__Input records__:
--------------------------------------------------

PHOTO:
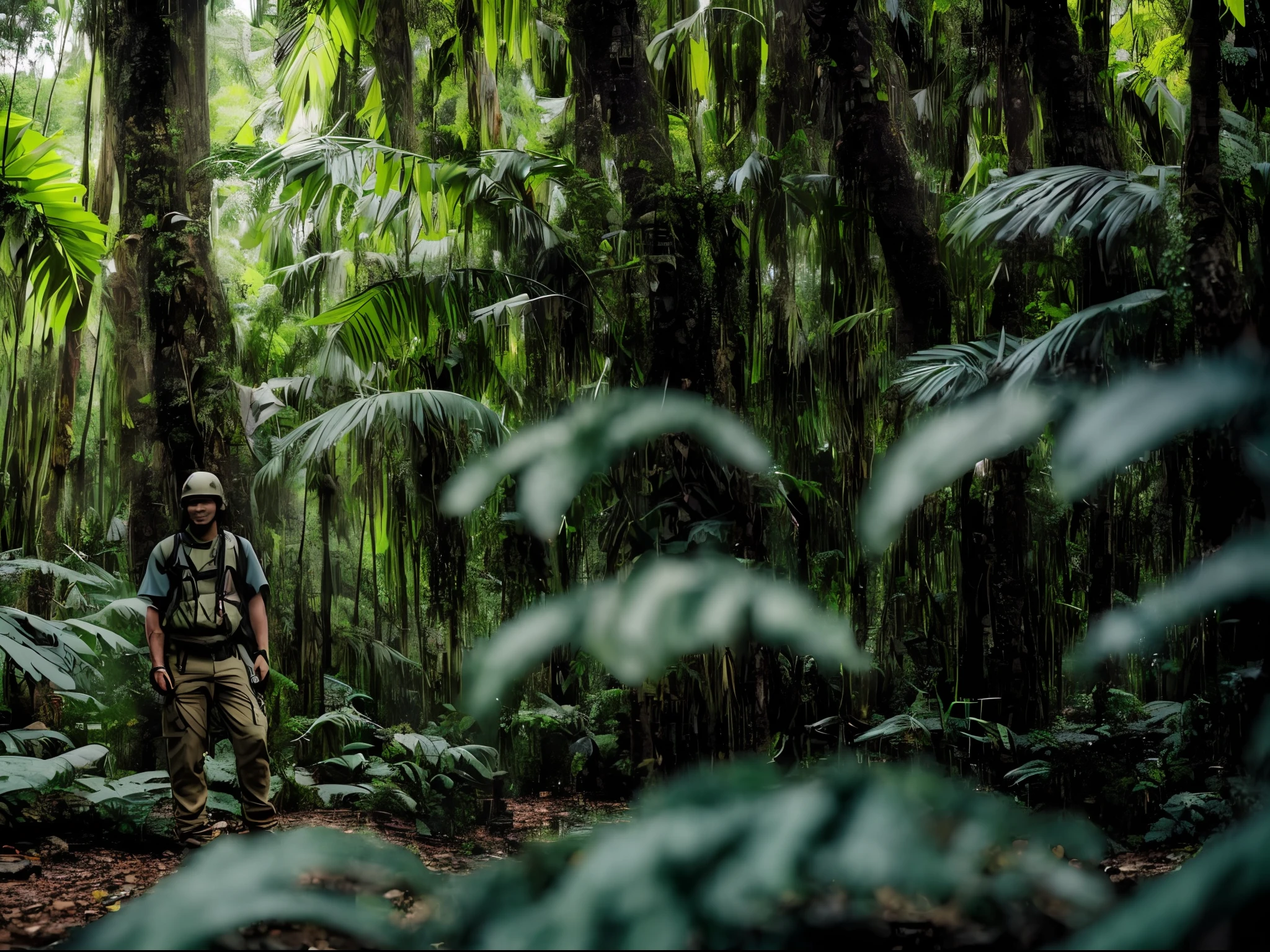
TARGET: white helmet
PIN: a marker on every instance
(202, 484)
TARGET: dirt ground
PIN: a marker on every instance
(81, 881)
(75, 883)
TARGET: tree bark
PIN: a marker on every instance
(1217, 291)
(1067, 77)
(1227, 496)
(164, 296)
(871, 155)
(394, 66)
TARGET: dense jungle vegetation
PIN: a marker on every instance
(840, 425)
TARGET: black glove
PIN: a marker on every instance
(154, 682)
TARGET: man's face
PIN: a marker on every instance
(201, 509)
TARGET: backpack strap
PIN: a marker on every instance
(173, 560)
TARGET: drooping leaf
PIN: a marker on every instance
(745, 837)
(51, 774)
(941, 447)
(1075, 201)
(554, 460)
(900, 724)
(950, 372)
(665, 610)
(422, 409)
(1135, 415)
(1086, 329)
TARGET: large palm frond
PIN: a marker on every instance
(953, 371)
(397, 316)
(311, 52)
(1071, 201)
(422, 409)
(45, 227)
(1049, 353)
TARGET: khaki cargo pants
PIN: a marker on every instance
(202, 683)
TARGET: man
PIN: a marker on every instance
(208, 639)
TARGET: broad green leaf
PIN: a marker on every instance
(1073, 201)
(51, 774)
(554, 460)
(1238, 570)
(666, 609)
(900, 724)
(59, 571)
(1049, 353)
(745, 835)
(1112, 430)
(941, 447)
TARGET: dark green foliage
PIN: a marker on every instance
(716, 860)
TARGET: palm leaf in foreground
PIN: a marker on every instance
(1139, 414)
(941, 447)
(723, 858)
(665, 610)
(238, 881)
(556, 459)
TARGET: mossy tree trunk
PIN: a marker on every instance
(164, 298)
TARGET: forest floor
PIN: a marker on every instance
(74, 884)
(71, 884)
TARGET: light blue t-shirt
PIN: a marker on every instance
(156, 587)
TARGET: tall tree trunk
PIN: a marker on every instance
(1217, 291)
(1226, 495)
(394, 66)
(789, 73)
(166, 300)
(1067, 77)
(871, 155)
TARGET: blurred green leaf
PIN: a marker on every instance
(1112, 430)
(941, 447)
(1238, 570)
(665, 610)
(1225, 878)
(554, 460)
(741, 856)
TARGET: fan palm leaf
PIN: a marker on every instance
(1049, 353)
(953, 371)
(422, 409)
(46, 231)
(1071, 201)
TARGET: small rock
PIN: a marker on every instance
(54, 848)
(16, 867)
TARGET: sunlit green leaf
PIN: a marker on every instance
(941, 447)
(664, 610)
(554, 460)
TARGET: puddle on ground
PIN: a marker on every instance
(575, 818)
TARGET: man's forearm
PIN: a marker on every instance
(259, 622)
(154, 638)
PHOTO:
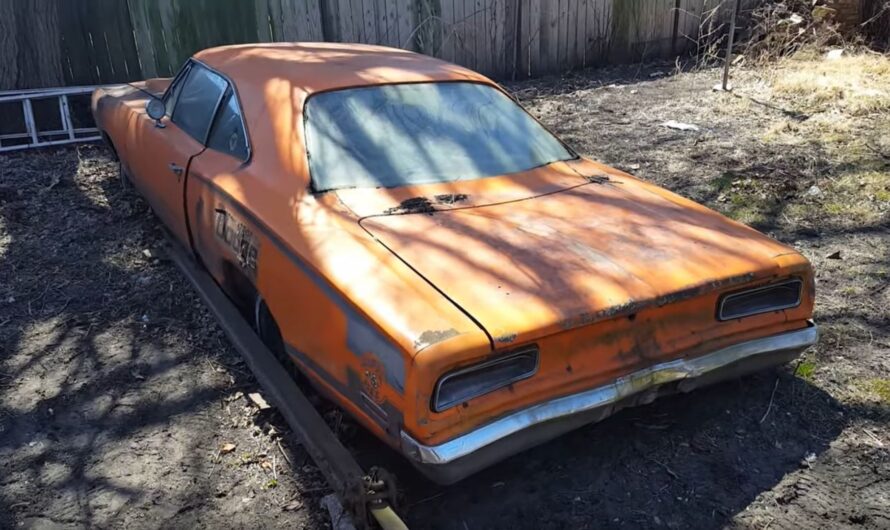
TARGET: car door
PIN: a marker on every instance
(164, 149)
(223, 235)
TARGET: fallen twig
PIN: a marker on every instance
(771, 397)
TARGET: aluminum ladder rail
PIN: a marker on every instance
(35, 137)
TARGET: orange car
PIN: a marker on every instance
(433, 259)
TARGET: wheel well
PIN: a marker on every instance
(110, 144)
(241, 290)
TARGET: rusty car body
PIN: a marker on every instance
(433, 259)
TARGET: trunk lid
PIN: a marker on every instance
(566, 248)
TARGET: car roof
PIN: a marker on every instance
(318, 66)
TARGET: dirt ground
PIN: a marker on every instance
(122, 404)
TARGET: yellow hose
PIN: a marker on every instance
(387, 518)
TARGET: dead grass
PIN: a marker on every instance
(856, 84)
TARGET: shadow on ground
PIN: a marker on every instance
(113, 378)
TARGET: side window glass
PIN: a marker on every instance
(227, 134)
(197, 101)
(176, 87)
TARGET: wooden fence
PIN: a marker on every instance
(48, 43)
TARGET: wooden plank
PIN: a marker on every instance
(329, 12)
(263, 21)
(80, 58)
(564, 35)
(369, 18)
(530, 38)
(145, 48)
(580, 37)
(390, 22)
(110, 30)
(39, 57)
(9, 73)
(549, 38)
(403, 21)
(463, 43)
(479, 34)
(498, 32)
(511, 39)
(313, 20)
(447, 50)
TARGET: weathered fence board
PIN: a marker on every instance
(84, 42)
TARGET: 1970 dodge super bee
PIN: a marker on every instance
(433, 259)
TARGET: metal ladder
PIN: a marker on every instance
(33, 137)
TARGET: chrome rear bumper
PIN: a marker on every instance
(460, 457)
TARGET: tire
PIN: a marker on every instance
(126, 186)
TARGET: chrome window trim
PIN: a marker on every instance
(481, 366)
(240, 111)
(729, 296)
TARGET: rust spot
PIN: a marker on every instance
(412, 205)
(451, 198)
(430, 337)
(506, 338)
(598, 179)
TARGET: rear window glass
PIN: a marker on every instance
(398, 135)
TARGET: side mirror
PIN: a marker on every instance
(156, 110)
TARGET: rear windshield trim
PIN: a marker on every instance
(305, 122)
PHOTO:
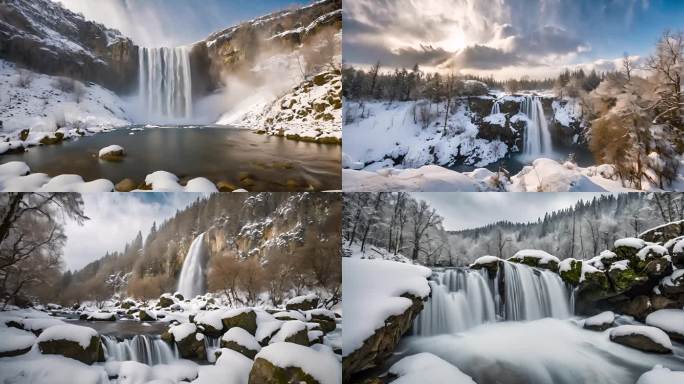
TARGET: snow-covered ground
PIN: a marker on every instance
(16, 176)
(376, 131)
(319, 358)
(45, 105)
(544, 175)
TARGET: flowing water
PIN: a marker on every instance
(537, 135)
(463, 298)
(515, 328)
(165, 82)
(191, 280)
(150, 350)
(219, 154)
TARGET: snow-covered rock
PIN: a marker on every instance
(293, 361)
(641, 337)
(429, 369)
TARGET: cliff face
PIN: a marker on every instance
(44, 37)
(236, 50)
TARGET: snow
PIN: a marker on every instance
(12, 339)
(431, 178)
(669, 320)
(621, 265)
(51, 369)
(661, 375)
(321, 364)
(289, 328)
(380, 130)
(77, 333)
(654, 334)
(182, 331)
(544, 257)
(544, 175)
(429, 369)
(371, 293)
(162, 181)
(110, 149)
(485, 260)
(651, 248)
(230, 368)
(241, 337)
(631, 242)
(302, 299)
(603, 318)
(41, 107)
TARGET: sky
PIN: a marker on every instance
(504, 38)
(167, 23)
(115, 219)
(472, 210)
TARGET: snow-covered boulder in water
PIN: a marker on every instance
(643, 338)
(73, 341)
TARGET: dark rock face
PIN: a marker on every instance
(94, 53)
(264, 372)
(377, 348)
(237, 49)
(73, 349)
(641, 343)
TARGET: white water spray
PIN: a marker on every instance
(463, 298)
(141, 348)
(165, 85)
(537, 135)
(191, 280)
(495, 108)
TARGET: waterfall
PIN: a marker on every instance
(537, 135)
(165, 83)
(463, 298)
(191, 280)
(495, 108)
(144, 349)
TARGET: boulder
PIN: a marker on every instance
(165, 300)
(643, 338)
(147, 315)
(72, 341)
(189, 342)
(242, 318)
(664, 232)
(536, 258)
(302, 303)
(240, 341)
(381, 345)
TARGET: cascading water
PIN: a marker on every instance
(191, 280)
(537, 135)
(165, 84)
(495, 108)
(144, 349)
(463, 298)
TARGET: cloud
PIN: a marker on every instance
(482, 57)
(471, 210)
(115, 219)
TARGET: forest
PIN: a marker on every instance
(632, 116)
(262, 249)
(400, 226)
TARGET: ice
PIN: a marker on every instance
(77, 333)
(322, 365)
(371, 292)
(428, 369)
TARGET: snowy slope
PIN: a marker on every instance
(374, 131)
(544, 175)
(41, 106)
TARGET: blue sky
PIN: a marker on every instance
(505, 38)
(174, 22)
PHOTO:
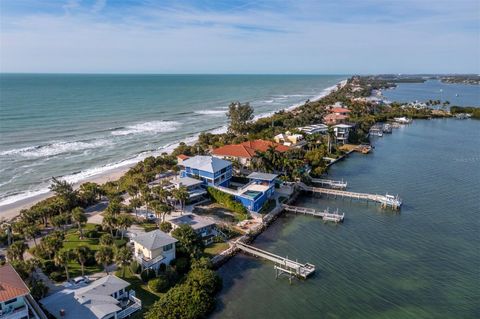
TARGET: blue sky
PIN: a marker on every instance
(289, 36)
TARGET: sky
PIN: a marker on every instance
(240, 36)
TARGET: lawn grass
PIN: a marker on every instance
(72, 241)
(214, 249)
(142, 291)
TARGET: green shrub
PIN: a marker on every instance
(48, 266)
(163, 267)
(147, 274)
(182, 265)
(227, 200)
(57, 276)
(135, 267)
(160, 284)
(91, 233)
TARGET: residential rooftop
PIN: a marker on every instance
(186, 181)
(262, 176)
(89, 302)
(206, 163)
(248, 149)
(196, 222)
(154, 239)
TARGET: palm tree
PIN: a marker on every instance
(30, 232)
(7, 228)
(104, 256)
(81, 253)
(109, 221)
(124, 222)
(61, 259)
(16, 250)
(181, 194)
(123, 258)
(78, 216)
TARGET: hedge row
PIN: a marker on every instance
(227, 200)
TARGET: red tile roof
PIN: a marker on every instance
(11, 285)
(183, 157)
(248, 149)
(339, 110)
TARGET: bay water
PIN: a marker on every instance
(420, 262)
(78, 125)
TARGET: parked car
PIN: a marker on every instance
(79, 280)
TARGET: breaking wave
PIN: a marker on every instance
(55, 148)
(148, 128)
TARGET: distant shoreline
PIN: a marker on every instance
(12, 210)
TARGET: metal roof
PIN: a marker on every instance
(206, 163)
(262, 176)
(154, 239)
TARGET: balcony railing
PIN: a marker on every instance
(136, 305)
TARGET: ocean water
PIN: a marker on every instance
(77, 126)
(456, 94)
(421, 262)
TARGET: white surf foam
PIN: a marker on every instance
(148, 128)
(55, 148)
(211, 112)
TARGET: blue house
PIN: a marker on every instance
(211, 170)
(260, 188)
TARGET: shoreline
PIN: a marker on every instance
(10, 210)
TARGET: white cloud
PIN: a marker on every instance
(188, 40)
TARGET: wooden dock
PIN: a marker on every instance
(283, 265)
(325, 215)
(331, 183)
(386, 200)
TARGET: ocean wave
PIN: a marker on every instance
(152, 127)
(55, 148)
(211, 112)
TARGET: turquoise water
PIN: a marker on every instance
(468, 95)
(77, 126)
(423, 262)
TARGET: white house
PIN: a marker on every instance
(342, 132)
(105, 298)
(15, 299)
(314, 129)
(204, 227)
(153, 249)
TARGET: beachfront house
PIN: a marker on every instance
(153, 249)
(243, 153)
(212, 171)
(289, 139)
(193, 186)
(15, 299)
(260, 188)
(204, 227)
(314, 129)
(105, 298)
(342, 132)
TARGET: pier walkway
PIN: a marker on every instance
(331, 183)
(325, 215)
(283, 265)
(386, 200)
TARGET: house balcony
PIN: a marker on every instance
(148, 262)
(132, 304)
(14, 313)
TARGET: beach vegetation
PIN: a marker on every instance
(239, 115)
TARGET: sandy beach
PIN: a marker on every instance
(12, 210)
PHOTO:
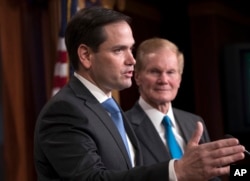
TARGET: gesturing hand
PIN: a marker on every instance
(208, 160)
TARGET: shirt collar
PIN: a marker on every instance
(96, 91)
(155, 115)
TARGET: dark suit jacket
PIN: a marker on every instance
(75, 139)
(153, 149)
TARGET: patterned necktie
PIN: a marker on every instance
(173, 146)
(111, 107)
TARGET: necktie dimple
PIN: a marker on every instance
(174, 147)
(111, 107)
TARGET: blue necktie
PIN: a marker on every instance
(111, 107)
(173, 146)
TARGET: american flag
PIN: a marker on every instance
(61, 70)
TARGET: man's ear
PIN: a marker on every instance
(83, 52)
(137, 78)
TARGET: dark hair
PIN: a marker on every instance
(86, 27)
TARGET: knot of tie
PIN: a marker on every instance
(173, 146)
(111, 106)
(167, 121)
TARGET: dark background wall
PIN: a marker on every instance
(28, 36)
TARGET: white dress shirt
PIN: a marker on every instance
(101, 97)
(156, 118)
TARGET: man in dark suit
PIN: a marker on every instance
(75, 137)
(158, 71)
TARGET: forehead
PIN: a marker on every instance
(119, 31)
(162, 58)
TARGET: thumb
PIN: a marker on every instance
(195, 139)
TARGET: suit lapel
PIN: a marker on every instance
(91, 102)
(148, 135)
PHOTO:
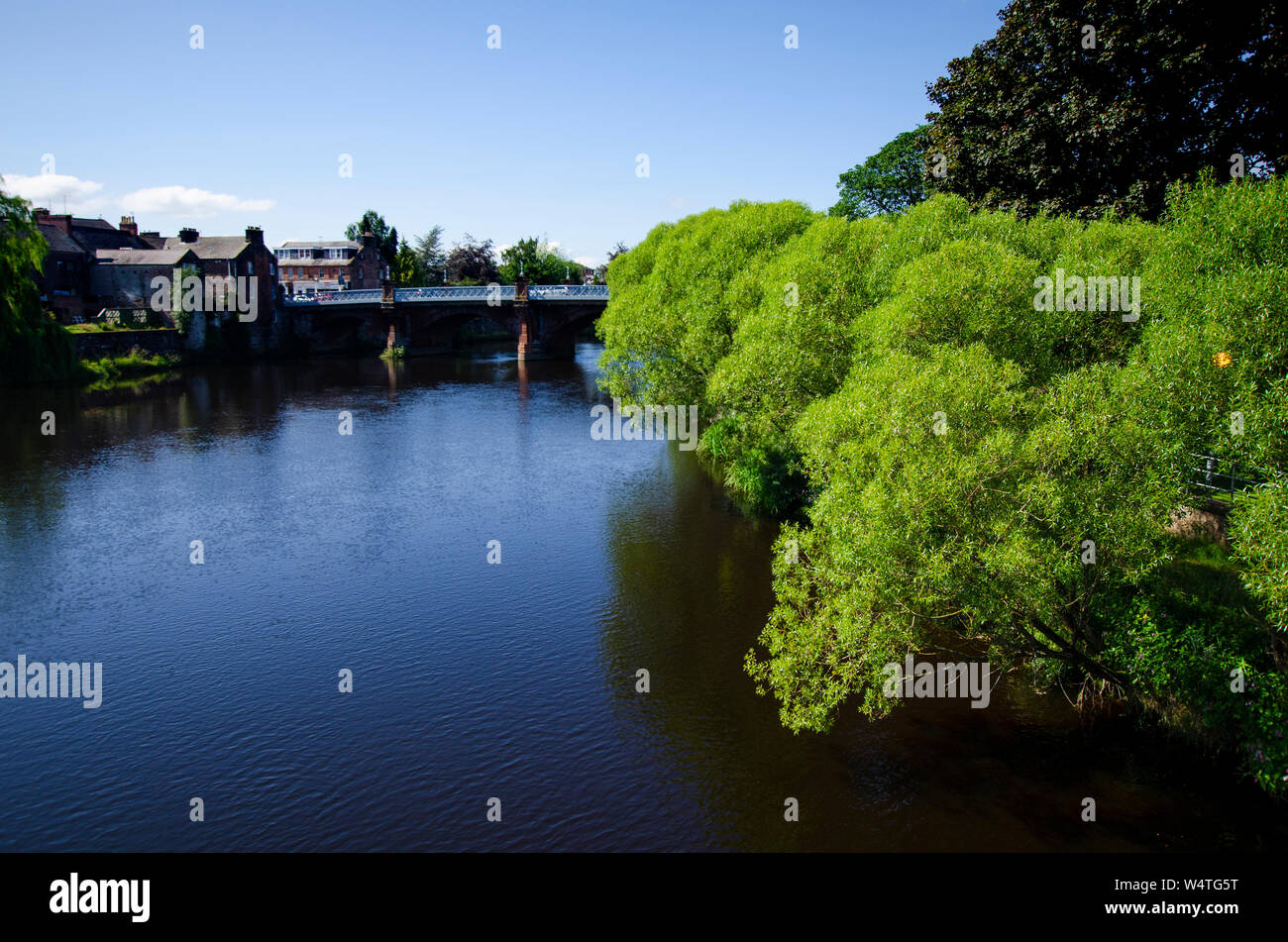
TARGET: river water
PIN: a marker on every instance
(368, 552)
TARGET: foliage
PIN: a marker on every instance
(472, 262)
(962, 466)
(386, 236)
(407, 269)
(432, 255)
(890, 180)
(1035, 120)
(540, 263)
(33, 347)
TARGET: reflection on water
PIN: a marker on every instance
(368, 552)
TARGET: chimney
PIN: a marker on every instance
(47, 218)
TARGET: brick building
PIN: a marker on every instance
(308, 267)
(123, 276)
(64, 280)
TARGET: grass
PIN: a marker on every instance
(108, 370)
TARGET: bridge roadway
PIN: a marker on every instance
(542, 318)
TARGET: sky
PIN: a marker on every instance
(112, 108)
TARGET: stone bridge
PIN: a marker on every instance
(542, 318)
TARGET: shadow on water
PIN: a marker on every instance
(369, 552)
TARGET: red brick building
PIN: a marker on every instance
(64, 282)
(307, 267)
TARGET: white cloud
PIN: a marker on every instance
(188, 201)
(44, 189)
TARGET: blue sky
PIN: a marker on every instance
(539, 137)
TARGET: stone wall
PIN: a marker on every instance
(98, 344)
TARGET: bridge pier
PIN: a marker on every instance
(542, 319)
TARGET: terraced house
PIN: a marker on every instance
(308, 267)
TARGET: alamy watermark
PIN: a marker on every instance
(210, 293)
(56, 680)
(645, 422)
(1095, 292)
(925, 679)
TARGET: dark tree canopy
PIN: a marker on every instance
(386, 236)
(1046, 117)
(472, 262)
(541, 263)
(890, 180)
(33, 348)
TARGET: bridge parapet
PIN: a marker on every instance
(471, 292)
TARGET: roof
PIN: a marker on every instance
(142, 257)
(211, 246)
(58, 241)
(342, 244)
(316, 262)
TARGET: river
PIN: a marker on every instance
(369, 552)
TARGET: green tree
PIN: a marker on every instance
(540, 262)
(407, 269)
(432, 255)
(33, 347)
(472, 262)
(890, 180)
(386, 236)
(1039, 119)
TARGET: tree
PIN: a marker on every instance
(433, 258)
(890, 180)
(1050, 116)
(472, 262)
(386, 236)
(407, 270)
(540, 263)
(33, 347)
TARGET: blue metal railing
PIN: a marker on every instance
(473, 292)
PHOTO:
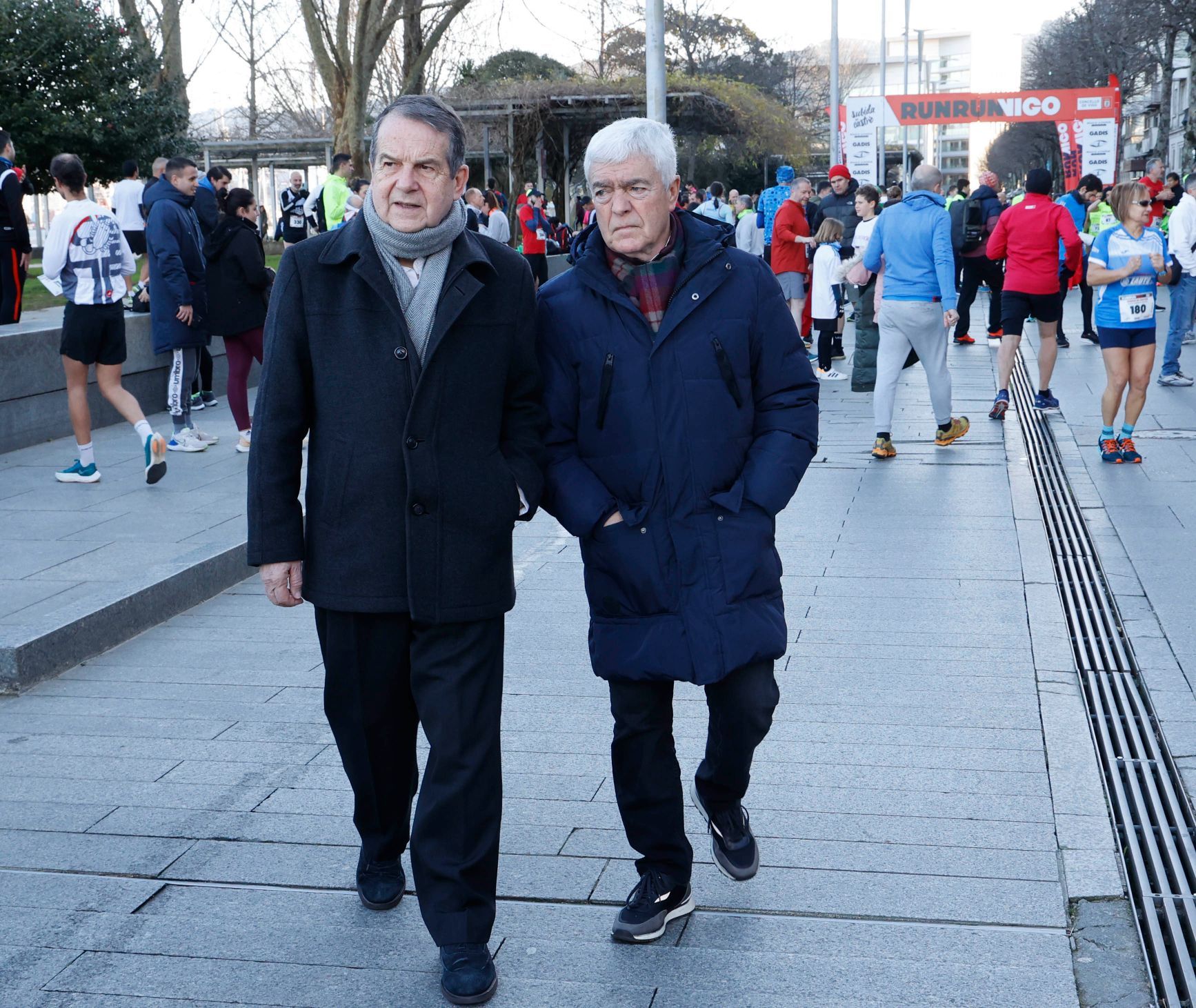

--------------------------------------------------

__Aim of the exercise__: Could you write out the items again from the line with "TARGET: green tree" through the end of the items, both included, multiplying each point coordinate in the answers by 1.65 and rounding to whole numbers, with halves rounded up? Keep every other line unchanged and leave out the pictures.

__Written response__:
TARGET: green tree
PIN: a marker on every instance
(891, 432)
(672, 444)
(713, 421)
(54, 573)
(779, 432)
(1469, 297)
(637, 389)
(1714, 196)
TARGET: tree
PIN: a marker on every instance
(714, 426)
(1469, 297)
(1733, 191)
(779, 432)
(637, 389)
(672, 446)
(891, 434)
(54, 573)
TARGET: blue metal railing
PIN: a marker on every instance
(780, 482)
PHOTO:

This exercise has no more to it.